What to do:
Reproduce the part of the blog post below between "Andrew, Simon Peter's" and "i'm searching for.", inclusive.

Andrew, Simon Peter's brother, was one of the two who heard what John had said and who had followed Jesus. The first thing Andrew did was to find his brother Simon and tell him, "We have found the Messiah" (that is, the Christ).

i thought it was need that the FIRST thing Andrew did was actually to just go BE with Jesus.
that's the prayer part for us.

anyways

the hardest thing is finding the vision in the first place
the passion
the drive that praying like a madman springs from
the vision that is really quite naturally followed by action

and that is what i'm searching for.
enough passion to pay the costs that are in the way.

passion for prayer. because i realize how important and needed it is...

and passion to act.
because i want to be these people, in a way.
and i rarely feel like i am.


Wednesday, April 16, 2008

a prayer: Qanna + hebrews 2:18

i wrote this in my journal recently.
this is one of those particularly personal ones that i just felt like sharing...

God, why do I feel like you can't satisfy me?
Just yesterday I asked for just a little taste. Surely that should be enough?
But where are you then? Because right now I don't want you.
Save me!
I know that it is temptation I fight. But I feel like a starving man rejecting bread.
It's torture. It's hard. And I don't believe I can stand it forever.
God, I fall far short of you. I confess that I do not truly acknowledge your love. Your greatness. Your glory. Your perfection.
You are life. You are joy. And while I know this, I can hardly believe or accept it, right now.
That is sin.
And even more... I also doubt your power. A piece of me says it acknowledges that you made the world and everything in it. That you weigh the islands as though they were fine dust. That you could destroy everything with one word from your mouth.
But once again, my heart doubts. Because if I truly understood and believed then I would know and see that your strength is enough to deliver me. I would trust that, because Jesus himself suffered when he was tempted, he is able to help those, like me, who are being tempted.
I am broken, messy, needy. And I want to let other gods fix it.
I am ashamed God, but honest.
This is exactly how we're supposed to come to you, right?
Why is the darkness so much more comfortable?
Why is building my own fire so much easier? And why am I so convinced that last time I made one it was warmer than yours?

I don't understand it.
We never do, do we? When we are being attacked I mean.
Do we need to?
I guess not. I just figured it would be easier if we knew where we belonged. But we do! I do. I know it when I choose to leave you.
It's the "why" that doesn't make sense.
But I don't think we need to know this. Who questions where they belong if they know they belong there?!
I belong to you.
I belong with you.

Data extract:
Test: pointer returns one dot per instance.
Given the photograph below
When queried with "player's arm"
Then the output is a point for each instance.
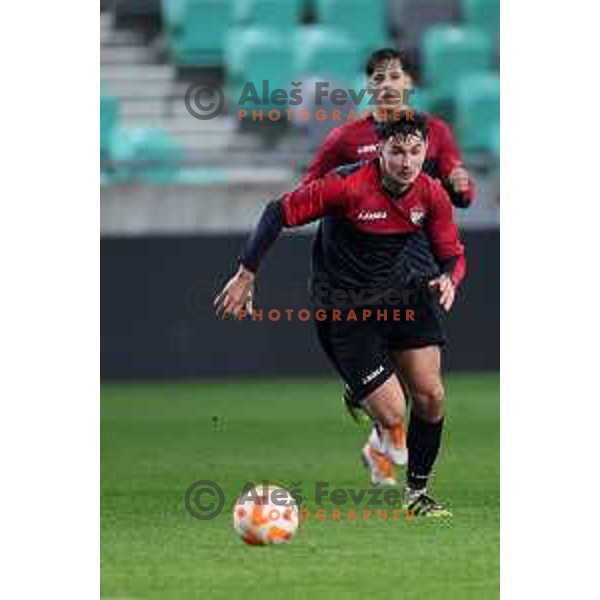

Written response:
Andrew, Simon Peter's brother, was one of the two who heard what John had said and who had followed Jesus. The first thing Andrew did was to find his brother Simon and tell him, "We have found the Messiah" (that is, the Christ).

i thought it was need that the FIRST thing Andrew did was actually to just go BE with Jesus.
that's the prayer part for us.

anyways

the hardest thing is finding the vision in the first place
the passion
the drive that praying like a madman springs from
the vision that is really quite naturally followed by action

and that is what i'm searching for.